═════ STORED DATA ═════

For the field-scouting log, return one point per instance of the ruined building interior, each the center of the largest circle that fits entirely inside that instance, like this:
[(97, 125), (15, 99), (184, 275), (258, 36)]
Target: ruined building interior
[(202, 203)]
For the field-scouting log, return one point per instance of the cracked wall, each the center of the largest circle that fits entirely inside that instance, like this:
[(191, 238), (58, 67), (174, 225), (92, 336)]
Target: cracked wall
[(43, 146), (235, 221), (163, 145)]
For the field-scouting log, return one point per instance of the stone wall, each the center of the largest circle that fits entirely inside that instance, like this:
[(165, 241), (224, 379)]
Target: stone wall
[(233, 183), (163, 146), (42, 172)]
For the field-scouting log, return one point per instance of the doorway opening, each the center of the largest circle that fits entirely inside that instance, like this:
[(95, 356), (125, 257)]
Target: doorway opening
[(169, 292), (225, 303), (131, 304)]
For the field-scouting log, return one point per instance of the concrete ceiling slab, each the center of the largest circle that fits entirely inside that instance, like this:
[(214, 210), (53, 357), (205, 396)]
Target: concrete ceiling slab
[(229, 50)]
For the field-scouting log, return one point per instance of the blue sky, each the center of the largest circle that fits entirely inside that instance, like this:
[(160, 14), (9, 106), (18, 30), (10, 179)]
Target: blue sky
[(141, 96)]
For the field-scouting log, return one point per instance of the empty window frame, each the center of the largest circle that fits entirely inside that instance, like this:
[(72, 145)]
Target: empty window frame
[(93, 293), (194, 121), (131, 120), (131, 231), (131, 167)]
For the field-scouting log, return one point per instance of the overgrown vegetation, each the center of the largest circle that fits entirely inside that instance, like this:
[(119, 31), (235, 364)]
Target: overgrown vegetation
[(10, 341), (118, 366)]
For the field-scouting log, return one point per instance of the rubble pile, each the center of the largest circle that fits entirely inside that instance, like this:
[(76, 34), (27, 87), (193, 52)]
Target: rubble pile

═════

• _TASK PROMPT_: Duplicate verbatim every line from the one containing "of the doorway" to the one containing "[(141, 96)]", including both of those lines.

• _FINISHED TASK_:
For the field-scouting log, return one point per instance of the doorway opening, each the center of the largest circle that fits entirely inside that instance, like this:
[(95, 356), (125, 257)]
Target: doorway opening
[(169, 292), (225, 303), (131, 304)]
For the field-scouting log, return one point per instance of the concrete ceiling slab, each the center of the largest circle that fits entirely inside that instance, like this:
[(214, 210), (53, 357), (205, 396)]
Target: concrete ceiling slab
[(229, 50)]
For the field-scouting log, return one point per instance of the blue sky, each the center of the largest circle that fits entirely inside that instance, like this:
[(160, 14), (9, 106), (18, 30), (10, 179)]
Target: blue sky
[(141, 96)]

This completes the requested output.